Beginning with the line where "Target: boy's face" appears, restate the lines word for word through the last one in the listing.

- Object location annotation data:
#####
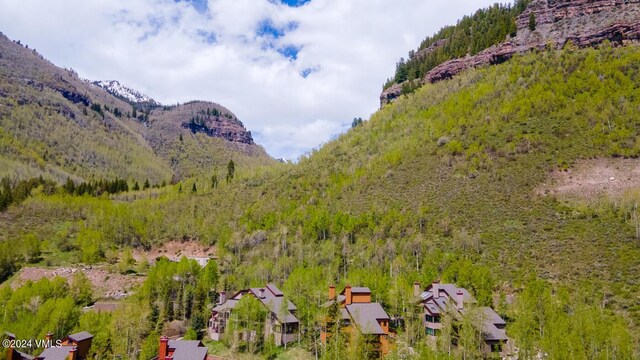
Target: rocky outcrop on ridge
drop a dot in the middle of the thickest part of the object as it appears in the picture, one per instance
(581, 22)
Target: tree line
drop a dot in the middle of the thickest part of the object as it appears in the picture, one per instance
(472, 34)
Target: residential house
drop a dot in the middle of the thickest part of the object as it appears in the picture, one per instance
(73, 347)
(438, 299)
(181, 350)
(357, 311)
(281, 322)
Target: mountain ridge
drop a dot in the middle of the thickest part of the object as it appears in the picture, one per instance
(115, 88)
(56, 125)
(544, 23)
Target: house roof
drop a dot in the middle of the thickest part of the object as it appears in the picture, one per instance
(23, 356)
(366, 316)
(491, 316)
(491, 332)
(188, 350)
(340, 299)
(227, 305)
(55, 353)
(438, 304)
(358, 290)
(81, 336)
(273, 299)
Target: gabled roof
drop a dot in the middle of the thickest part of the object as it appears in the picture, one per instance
(357, 290)
(55, 353)
(273, 299)
(438, 304)
(366, 316)
(339, 298)
(188, 350)
(23, 356)
(226, 306)
(81, 336)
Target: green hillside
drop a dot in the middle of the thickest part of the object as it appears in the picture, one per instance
(54, 124)
(440, 184)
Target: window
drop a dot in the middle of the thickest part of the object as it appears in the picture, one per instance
(433, 319)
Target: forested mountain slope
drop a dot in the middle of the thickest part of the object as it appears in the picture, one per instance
(443, 183)
(493, 35)
(54, 124)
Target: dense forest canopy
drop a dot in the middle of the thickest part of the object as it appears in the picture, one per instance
(440, 184)
(470, 35)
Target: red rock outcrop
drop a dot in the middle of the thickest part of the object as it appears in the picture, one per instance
(582, 22)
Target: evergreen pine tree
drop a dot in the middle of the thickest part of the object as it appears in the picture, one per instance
(231, 170)
(532, 21)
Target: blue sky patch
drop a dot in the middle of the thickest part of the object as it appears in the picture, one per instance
(200, 5)
(290, 52)
(208, 37)
(267, 28)
(292, 3)
(308, 71)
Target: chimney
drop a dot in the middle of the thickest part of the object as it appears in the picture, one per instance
(435, 288)
(332, 292)
(49, 340)
(73, 353)
(416, 289)
(164, 348)
(460, 299)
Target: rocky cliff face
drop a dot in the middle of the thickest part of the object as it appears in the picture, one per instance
(558, 22)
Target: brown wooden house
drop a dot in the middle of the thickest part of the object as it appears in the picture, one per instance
(358, 312)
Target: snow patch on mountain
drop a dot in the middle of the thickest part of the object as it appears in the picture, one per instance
(115, 88)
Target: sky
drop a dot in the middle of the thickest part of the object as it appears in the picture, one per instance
(295, 72)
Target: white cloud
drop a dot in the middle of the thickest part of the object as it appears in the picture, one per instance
(159, 47)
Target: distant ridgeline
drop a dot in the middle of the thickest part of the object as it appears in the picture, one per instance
(495, 34)
(470, 35)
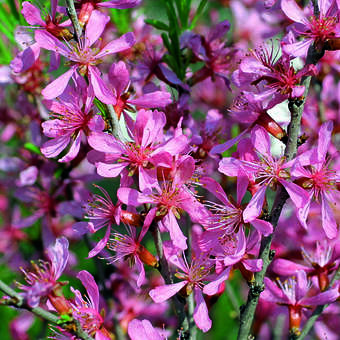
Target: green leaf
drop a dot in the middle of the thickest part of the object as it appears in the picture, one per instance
(198, 13)
(157, 24)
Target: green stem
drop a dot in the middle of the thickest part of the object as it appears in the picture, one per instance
(18, 302)
(74, 18)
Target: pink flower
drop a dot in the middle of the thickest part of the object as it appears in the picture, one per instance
(314, 29)
(73, 120)
(193, 278)
(43, 279)
(170, 198)
(265, 170)
(101, 213)
(143, 329)
(147, 150)
(294, 294)
(313, 170)
(84, 56)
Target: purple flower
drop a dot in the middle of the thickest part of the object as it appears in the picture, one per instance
(314, 29)
(147, 150)
(84, 56)
(73, 120)
(313, 170)
(293, 293)
(43, 279)
(266, 171)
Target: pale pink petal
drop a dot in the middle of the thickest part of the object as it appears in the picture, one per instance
(123, 43)
(201, 315)
(163, 293)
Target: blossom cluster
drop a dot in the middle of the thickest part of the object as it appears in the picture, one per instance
(168, 161)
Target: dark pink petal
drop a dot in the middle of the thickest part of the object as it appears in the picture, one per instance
(321, 299)
(147, 179)
(255, 205)
(119, 77)
(298, 195)
(264, 227)
(53, 147)
(102, 92)
(119, 4)
(143, 330)
(298, 49)
(230, 166)
(176, 234)
(132, 197)
(26, 58)
(32, 14)
(163, 293)
(58, 255)
(51, 43)
(110, 170)
(91, 287)
(253, 265)
(95, 27)
(294, 12)
(213, 287)
(101, 244)
(201, 315)
(329, 224)
(74, 149)
(215, 188)
(325, 135)
(273, 293)
(141, 271)
(287, 268)
(123, 43)
(152, 100)
(104, 142)
(260, 139)
(57, 87)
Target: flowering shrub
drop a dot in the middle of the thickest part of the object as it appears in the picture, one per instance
(169, 169)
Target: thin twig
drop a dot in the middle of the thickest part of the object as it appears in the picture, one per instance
(18, 302)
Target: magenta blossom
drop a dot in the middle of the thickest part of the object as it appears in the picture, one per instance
(266, 171)
(313, 29)
(43, 280)
(313, 170)
(73, 120)
(102, 213)
(143, 329)
(170, 198)
(193, 278)
(147, 149)
(84, 57)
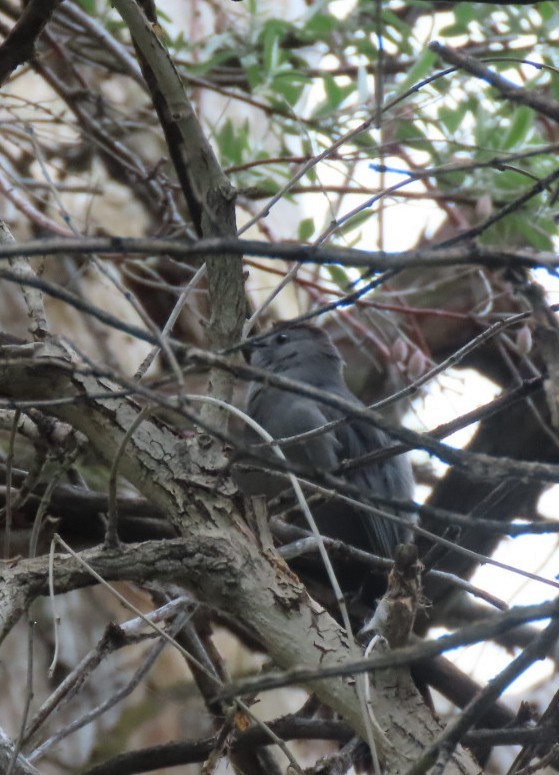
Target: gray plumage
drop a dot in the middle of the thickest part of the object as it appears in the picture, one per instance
(307, 354)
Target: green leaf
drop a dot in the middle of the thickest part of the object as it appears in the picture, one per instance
(422, 67)
(305, 230)
(520, 127)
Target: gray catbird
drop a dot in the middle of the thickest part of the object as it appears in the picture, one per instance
(307, 354)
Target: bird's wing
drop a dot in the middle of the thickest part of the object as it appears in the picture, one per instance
(390, 479)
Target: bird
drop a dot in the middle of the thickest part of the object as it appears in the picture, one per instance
(306, 354)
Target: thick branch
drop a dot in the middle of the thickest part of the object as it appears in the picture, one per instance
(226, 570)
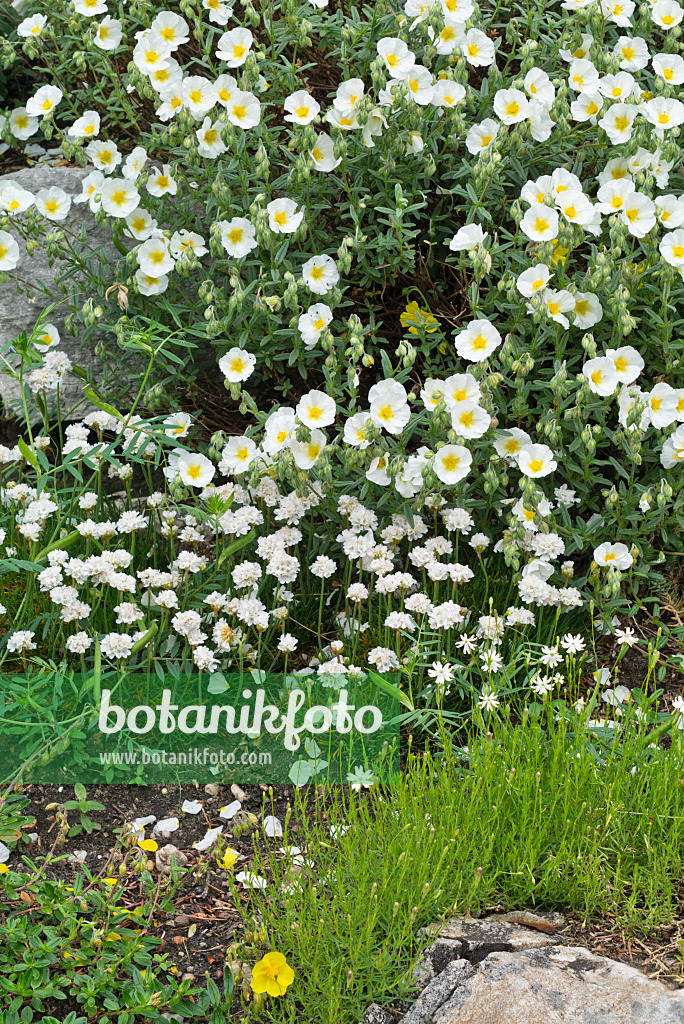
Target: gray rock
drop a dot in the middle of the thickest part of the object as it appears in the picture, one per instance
(557, 985)
(438, 992)
(478, 938)
(19, 311)
(376, 1015)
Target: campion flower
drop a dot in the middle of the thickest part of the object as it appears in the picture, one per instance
(301, 108)
(172, 28)
(478, 49)
(633, 52)
(627, 361)
(639, 214)
(195, 469)
(9, 252)
(479, 137)
(664, 114)
(152, 52)
(389, 407)
(319, 273)
(103, 155)
(672, 248)
(420, 87)
(44, 100)
(601, 376)
(447, 93)
(237, 365)
(615, 555)
(210, 143)
(672, 454)
(116, 645)
(31, 26)
(469, 420)
(558, 303)
(669, 67)
(278, 430)
(48, 337)
(199, 95)
(667, 13)
(477, 341)
(396, 55)
(233, 47)
(537, 460)
(313, 322)
(154, 257)
(238, 237)
(184, 243)
(452, 463)
(119, 197)
(511, 105)
(661, 403)
(508, 443)
(283, 218)
(315, 410)
(540, 222)
(87, 126)
(323, 154)
(177, 425)
(306, 453)
(539, 86)
(238, 456)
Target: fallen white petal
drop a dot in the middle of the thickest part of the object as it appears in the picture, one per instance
(272, 826)
(229, 811)
(209, 840)
(191, 806)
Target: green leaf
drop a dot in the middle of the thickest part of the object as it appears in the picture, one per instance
(391, 690)
(28, 454)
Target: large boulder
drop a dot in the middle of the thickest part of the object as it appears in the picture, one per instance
(19, 311)
(557, 985)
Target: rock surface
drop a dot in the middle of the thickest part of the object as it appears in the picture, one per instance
(559, 985)
(492, 971)
(19, 311)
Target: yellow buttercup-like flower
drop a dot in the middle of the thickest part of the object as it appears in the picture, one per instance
(421, 317)
(271, 975)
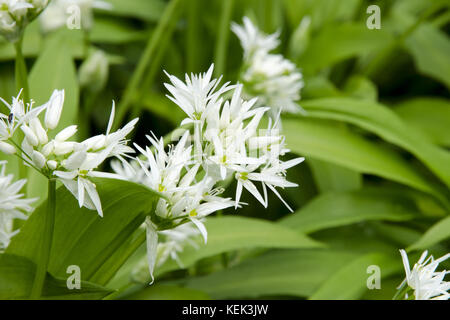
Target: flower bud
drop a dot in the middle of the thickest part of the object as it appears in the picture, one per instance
(62, 148)
(38, 159)
(66, 133)
(93, 72)
(36, 126)
(7, 148)
(54, 109)
(30, 136)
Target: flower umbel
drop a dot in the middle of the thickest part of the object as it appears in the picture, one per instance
(427, 283)
(12, 205)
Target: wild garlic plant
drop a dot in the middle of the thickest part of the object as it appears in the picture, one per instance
(15, 15)
(57, 157)
(275, 80)
(423, 280)
(59, 12)
(224, 144)
(13, 205)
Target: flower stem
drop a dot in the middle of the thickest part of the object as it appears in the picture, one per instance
(46, 242)
(224, 31)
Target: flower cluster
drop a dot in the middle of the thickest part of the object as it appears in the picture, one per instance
(15, 15)
(423, 278)
(79, 13)
(270, 77)
(224, 144)
(73, 163)
(12, 205)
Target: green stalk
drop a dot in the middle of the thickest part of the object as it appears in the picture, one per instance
(193, 33)
(46, 242)
(146, 58)
(222, 42)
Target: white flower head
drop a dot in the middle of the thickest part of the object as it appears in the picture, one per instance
(12, 205)
(270, 77)
(427, 283)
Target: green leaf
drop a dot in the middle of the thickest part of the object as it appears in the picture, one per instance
(149, 10)
(331, 177)
(233, 233)
(339, 42)
(16, 280)
(382, 121)
(287, 272)
(328, 142)
(431, 115)
(54, 69)
(438, 232)
(343, 208)
(350, 282)
(81, 237)
(167, 292)
(430, 48)
(109, 30)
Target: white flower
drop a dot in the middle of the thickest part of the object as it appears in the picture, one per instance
(12, 205)
(270, 77)
(87, 156)
(253, 40)
(423, 278)
(174, 241)
(19, 114)
(196, 94)
(59, 11)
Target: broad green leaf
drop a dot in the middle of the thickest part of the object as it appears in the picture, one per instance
(109, 30)
(431, 115)
(16, 280)
(80, 236)
(339, 42)
(149, 10)
(54, 69)
(167, 292)
(331, 177)
(351, 281)
(328, 142)
(430, 48)
(438, 232)
(233, 233)
(382, 121)
(342, 208)
(287, 272)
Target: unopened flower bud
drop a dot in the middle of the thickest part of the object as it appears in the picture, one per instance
(7, 148)
(52, 164)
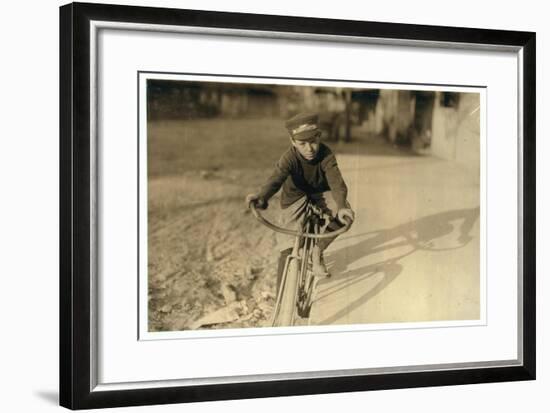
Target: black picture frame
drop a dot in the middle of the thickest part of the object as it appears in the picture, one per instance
(75, 216)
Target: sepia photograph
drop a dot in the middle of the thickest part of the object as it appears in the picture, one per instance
(292, 202)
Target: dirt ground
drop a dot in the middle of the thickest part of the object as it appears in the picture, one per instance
(211, 265)
(412, 254)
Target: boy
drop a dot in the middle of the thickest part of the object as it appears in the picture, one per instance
(307, 172)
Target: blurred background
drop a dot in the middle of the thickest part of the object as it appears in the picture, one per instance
(209, 144)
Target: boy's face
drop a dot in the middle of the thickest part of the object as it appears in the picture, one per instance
(308, 148)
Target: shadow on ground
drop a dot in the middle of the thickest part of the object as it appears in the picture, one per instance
(418, 234)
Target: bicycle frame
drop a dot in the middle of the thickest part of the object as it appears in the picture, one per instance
(298, 283)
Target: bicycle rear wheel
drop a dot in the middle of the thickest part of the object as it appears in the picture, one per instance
(287, 306)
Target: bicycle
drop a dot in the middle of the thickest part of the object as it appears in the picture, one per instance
(298, 283)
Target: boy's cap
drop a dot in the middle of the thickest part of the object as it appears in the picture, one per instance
(303, 126)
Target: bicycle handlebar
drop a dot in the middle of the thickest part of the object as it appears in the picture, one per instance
(294, 233)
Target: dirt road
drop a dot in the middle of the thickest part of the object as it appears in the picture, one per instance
(412, 254)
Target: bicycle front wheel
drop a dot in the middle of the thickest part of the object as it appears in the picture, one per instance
(287, 306)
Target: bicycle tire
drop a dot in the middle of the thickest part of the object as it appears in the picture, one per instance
(287, 306)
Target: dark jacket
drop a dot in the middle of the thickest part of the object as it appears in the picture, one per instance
(300, 177)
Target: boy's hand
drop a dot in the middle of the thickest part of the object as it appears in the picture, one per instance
(345, 213)
(258, 201)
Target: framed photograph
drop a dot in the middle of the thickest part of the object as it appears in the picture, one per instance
#####
- RESULT FOR THIS EXERCISE:
Target: boy's face
drop a dot in the middle of the thickest part of the object as it appears in the picture, one per instance
(308, 148)
Target: shadow on ground
drop a dot in the middle of the thickest part of the object as it appears in the picture, one per instance
(418, 234)
Target: bicycle frame
drop a dot in the middle of the thickest part of the object as it appears in the picture, one per instance
(298, 283)
Target: bicycle rear wheel
drop a dot in the middle of the thickest part of the object as it appears in the picture, one per instance
(287, 306)
Target: bicycle
drop a dot in the middle of the thickest part of the object as it appears in the picture, one per instance
(298, 283)
Target: boy's cap
drop a dot in the middle of the thickest part of the object as it appears in the picture, one per instance
(303, 126)
Target: bicycle handlebar
drop a dot in the middle of the thickest part of the object as it appears in the picture, one per instance
(294, 233)
Target: dirt road
drop a dot in the middle of the thickest part of the object as it appears in the picture, one per instance
(412, 254)
Target: bicycle front wheel
drop a dot in the middle of the thickest part of the object as it appears in the picture, one per instance
(287, 306)
Target: bicycle tire
drop a dot in the middle of the thickest part of the object as it appears in the picture, one per instance
(287, 306)
Target: dark jacket
drop a dot in the middle of the thickest part of the object as it appears in the picture, one per instance
(300, 177)
Target: boy's hand
drop a dot in the middle of the thickest part of the object as it appears in the picture, one per instance
(345, 213)
(258, 201)
Target: framed photograph
drop a dot in the middle of the thickest part of the object as it appears in the picture, one per instance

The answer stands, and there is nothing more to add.